# TASK DIRECTIONS
Write out the listing in full, matching it word for word.

# DATA LINES

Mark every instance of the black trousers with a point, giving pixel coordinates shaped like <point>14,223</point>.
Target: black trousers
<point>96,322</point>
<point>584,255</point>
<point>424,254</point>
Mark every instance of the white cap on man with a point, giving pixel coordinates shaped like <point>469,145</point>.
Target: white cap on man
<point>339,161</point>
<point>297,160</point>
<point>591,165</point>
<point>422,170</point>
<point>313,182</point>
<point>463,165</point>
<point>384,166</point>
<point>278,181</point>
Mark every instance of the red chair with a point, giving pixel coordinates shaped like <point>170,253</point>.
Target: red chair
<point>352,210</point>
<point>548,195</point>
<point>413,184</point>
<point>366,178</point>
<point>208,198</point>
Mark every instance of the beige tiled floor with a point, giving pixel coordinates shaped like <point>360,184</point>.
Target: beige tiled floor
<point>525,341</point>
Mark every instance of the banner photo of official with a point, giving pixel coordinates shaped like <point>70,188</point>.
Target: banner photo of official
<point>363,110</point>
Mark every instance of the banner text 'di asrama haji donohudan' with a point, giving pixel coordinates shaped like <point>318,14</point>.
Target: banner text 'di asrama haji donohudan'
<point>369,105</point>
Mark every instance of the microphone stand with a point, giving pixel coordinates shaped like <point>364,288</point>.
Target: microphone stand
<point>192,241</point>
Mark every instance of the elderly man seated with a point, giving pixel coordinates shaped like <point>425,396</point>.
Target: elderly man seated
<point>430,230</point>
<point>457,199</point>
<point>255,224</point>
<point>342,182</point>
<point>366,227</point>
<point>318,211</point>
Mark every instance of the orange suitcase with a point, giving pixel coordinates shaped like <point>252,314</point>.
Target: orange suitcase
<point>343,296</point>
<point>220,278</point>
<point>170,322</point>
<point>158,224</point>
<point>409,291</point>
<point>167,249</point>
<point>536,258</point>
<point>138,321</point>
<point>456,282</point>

# SOLVED PROBLEM
Mark every instance of the black trousers with a point, giving pixel coordinates shaped like <point>14,223</point>.
Target: black trousers
<point>96,322</point>
<point>584,255</point>
<point>424,254</point>
Mark every instance of the white cap on man with a point, giving pixel coordinates shaped like <point>469,145</point>.
Target: white cap on man
<point>339,161</point>
<point>297,160</point>
<point>591,165</point>
<point>422,170</point>
<point>313,182</point>
<point>463,165</point>
<point>384,166</point>
<point>278,181</point>
Mark every instance of the red chair with a point, giving pixel coordinates shaped like <point>170,253</point>.
Target: red chair
<point>352,210</point>
<point>548,195</point>
<point>413,184</point>
<point>366,178</point>
<point>208,198</point>
Mark every instance of the beige tiled floor with a point, giving pixel coordinates shaped like <point>360,184</point>.
Target: beige tiled floor
<point>525,341</point>
Mark every instance of the banner photo of official with a point, giving pixel coordinates shaped like <point>70,188</point>.
Target: banner photo of official
<point>363,110</point>
Mark every instance of the banner text 'di asrama haji donohudan' with a point, giving pixel coordinates shaped like <point>318,14</point>.
Target: banner text 'di asrama haji donohudan'
<point>369,105</point>
Mark every instance of the microphone stand with a point, giving pixel coordinates shaped like <point>364,288</point>.
Target: microphone stand
<point>192,241</point>
Mark every instance of the elderly man seated with a point, giving pixel coordinates shaped like <point>425,396</point>.
Target: elderly man seated
<point>430,230</point>
<point>457,199</point>
<point>255,224</point>
<point>342,182</point>
<point>366,227</point>
<point>318,211</point>
Mark every instance of the orange suitcase with a point, giving pixel coordinates shaped like <point>252,314</point>.
Target: orange suitcase
<point>343,296</point>
<point>220,278</point>
<point>170,322</point>
<point>158,224</point>
<point>409,291</point>
<point>167,249</point>
<point>536,258</point>
<point>138,321</point>
<point>456,282</point>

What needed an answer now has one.